▶ _Written task_
According to the source text, what happens when permissions are removed and neither read nor write flag is given?

▶ _Source text_
____

Disallow (buckets and keys)
Removing permissions works similarly to granting access, but with some differences. One assumption is about the omission of the read-write flags; If neither are present, both permissions are removed.
start |
flags |
result |
---|---|---|
RW |
-r |
W |
RW |
-w |
R |
RW |
-rw |
|
RW |
ACLs for the keys are modified first. The user’s access cannot be taken away from the bucket if it still exists for one of its keys, so the changes take place from bottom up.
Creating an difference and syncing down
Starting with a blank slate:
[bibby@machine ~]$ radula -wr disallow fred mybucket No change for <Key: mybucket,hello> No change for <Key: mybucket,world> No change for mybucket
Give fred read on the bucket
[bibby@machine ~]$ radula -r allow fred mybucket granting READ to fred on bucket mybucket granting READ to fred on key <Key: mybucket,hello> granting READ to fred on key <Key: mybucket,world>
Give fred write on one key
[bibby@machine ~]$ radula -w allow fred mybucket/world granting WRITE to fred on key world
Confirm the difference..
[bibby@machine ~]$ radula compare-acl mybucket Bucket ACL for: mybucket [CanonicalUser:OWNER] Andrew Bibby = FULL_CONTROL [CanonicalUser] Fred Fredricks = READ --------- Difference in world: [CanonicalUser:OWNER] Andrew Bibby = FULL_CONTROL [CanonicalUser] Fred Fredricks = READ [CanonicalUser] Fred Fredricks = WRITE Keys with identical ACL: 1 Keys with different ACL: 1
Plow the keys with the bucket’s settings.

____

▶ _Data lines_
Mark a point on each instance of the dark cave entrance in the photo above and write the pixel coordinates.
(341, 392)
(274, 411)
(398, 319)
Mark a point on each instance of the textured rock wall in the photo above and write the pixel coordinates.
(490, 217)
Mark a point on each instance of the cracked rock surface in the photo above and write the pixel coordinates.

____

▶ _The output_
Both permissions are removed.